WORK TO COMPLETE:
#1 Return the interaction models chapter verbatim, starting at "library(haven)" and ending at "soep <- remove_all_labels(master)".
#2 In the entries, rewrite the lines starting at the line containing "person walking?" and ending at the last line of the entries, with "walking" replaced by "standing" and nothing else changed.

This book is Work in Progress. I appreciate your feedback to make the book better.

Chapter 12 Interaction Models

12.1 Motivation

A sports doctor routinely measures the muscle percentages of his clients. He also asks them how many hours per week they typically spend on training. Our doctor suspects that clients who train more are also more muscled. Furthermore, he thinks that the effect of training on muscularity declines with age. In multiple regression analysis, this is known as a moderation or interaction effect illustrated in the figure below.

In mathematical terms an interaction is an additional multiplication term:

\[ muscle = training + age + training*age \]

12.2 Data & Sample

In the following we further explore the aforementioned income-age relationship and how the relationship itself may be influenced by gender and other characteristics.

library(haven)
master <- read_dta("https://github.com/MarcoKuehne/marcokuehne.github.io/blob/main/data/SOEP/practice_en/practice_dataset_eng.dta?raw=true")

# The data comes with Stata labels that do not work with all tidyverse commands
library(sjlabelled)
soep <- remove_all_labels(master)

# Rename German to English variable names
library(tidyverse)
soep <- soep %>% 
  rename("Age" = "alter",
         "Income" = "einkommenj1",
         "NACE2" = "branche",
         "Persons in HH" = "anz_pers", 
         "Num_Kids" = "anz_kind",
         "Education" = "bildung",
         "Health" = "gesund_org", 
         "Satisfaction" = "lebensz_org",
         "Emp" = "erwerb")

EXERCISE MATERIALS:

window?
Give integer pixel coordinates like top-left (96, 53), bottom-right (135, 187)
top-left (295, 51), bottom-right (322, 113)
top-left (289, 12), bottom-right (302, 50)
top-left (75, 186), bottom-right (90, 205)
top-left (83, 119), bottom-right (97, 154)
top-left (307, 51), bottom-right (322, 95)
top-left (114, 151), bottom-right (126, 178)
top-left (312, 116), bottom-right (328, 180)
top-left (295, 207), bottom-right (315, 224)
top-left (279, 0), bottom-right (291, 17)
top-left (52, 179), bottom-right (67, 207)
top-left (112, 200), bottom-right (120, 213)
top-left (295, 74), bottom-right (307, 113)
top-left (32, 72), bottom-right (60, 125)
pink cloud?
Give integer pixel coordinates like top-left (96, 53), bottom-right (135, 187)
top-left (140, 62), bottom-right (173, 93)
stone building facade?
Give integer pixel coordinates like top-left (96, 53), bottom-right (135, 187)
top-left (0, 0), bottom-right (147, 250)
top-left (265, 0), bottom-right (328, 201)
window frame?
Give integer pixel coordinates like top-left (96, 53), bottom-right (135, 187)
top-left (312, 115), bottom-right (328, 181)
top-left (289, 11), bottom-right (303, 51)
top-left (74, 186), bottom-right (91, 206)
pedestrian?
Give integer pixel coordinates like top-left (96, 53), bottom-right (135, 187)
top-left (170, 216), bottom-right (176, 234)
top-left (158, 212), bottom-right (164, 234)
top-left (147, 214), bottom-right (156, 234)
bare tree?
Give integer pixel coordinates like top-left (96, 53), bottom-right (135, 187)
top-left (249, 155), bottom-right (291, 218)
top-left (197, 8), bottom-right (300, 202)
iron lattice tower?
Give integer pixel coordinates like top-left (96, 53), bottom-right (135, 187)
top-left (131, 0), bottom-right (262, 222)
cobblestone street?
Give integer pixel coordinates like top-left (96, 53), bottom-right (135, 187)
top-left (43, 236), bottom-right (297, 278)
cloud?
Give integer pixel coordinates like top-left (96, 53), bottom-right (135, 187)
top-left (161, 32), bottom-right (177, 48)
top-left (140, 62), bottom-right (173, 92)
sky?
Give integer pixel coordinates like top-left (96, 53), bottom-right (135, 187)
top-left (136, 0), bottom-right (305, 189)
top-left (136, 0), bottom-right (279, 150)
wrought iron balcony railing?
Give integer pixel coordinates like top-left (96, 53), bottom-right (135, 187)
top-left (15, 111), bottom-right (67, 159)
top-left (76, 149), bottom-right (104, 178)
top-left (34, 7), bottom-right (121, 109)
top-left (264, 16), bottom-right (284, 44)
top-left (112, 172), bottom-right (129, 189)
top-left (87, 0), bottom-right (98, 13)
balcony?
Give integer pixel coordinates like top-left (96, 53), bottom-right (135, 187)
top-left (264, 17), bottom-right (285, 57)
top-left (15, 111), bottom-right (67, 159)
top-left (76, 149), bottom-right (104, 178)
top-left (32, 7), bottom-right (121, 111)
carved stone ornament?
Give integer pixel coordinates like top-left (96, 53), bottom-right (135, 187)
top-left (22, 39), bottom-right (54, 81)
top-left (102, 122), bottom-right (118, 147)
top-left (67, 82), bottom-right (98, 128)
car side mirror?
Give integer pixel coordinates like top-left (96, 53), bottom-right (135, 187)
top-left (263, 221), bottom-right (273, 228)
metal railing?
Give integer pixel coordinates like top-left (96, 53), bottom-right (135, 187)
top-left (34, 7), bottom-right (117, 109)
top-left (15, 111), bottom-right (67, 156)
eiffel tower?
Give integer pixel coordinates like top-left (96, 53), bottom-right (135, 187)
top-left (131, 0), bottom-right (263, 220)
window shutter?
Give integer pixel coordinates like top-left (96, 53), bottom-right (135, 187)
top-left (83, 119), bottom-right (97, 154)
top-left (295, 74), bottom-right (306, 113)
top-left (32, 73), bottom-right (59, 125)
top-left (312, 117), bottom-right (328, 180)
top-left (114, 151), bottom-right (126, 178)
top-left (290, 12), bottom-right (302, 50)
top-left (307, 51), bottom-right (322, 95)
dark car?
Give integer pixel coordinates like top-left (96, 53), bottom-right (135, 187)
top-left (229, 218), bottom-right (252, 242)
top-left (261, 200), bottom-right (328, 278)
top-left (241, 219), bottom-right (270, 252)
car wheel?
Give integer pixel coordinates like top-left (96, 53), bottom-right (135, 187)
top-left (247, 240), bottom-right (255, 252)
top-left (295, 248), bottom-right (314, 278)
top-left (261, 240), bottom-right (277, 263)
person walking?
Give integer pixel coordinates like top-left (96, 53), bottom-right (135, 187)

ANSWERS FOR THE EXERCISE:
#1
library(haven)
master <- read_dta("https://github.com/MarcoKuehne/marcokuehne.github.io/blob/main/data/SOEP/practice_en/practice_dataset_eng.dta?raw=true")

# The data comes with Stata labels that do not work with all tidyverse commands
library(sjlabelled)
soep <- remove_all_labels(master)

#2
person standing?
Give integer pixel coordinates like top-left (96, 53), bottom-right (135, 187)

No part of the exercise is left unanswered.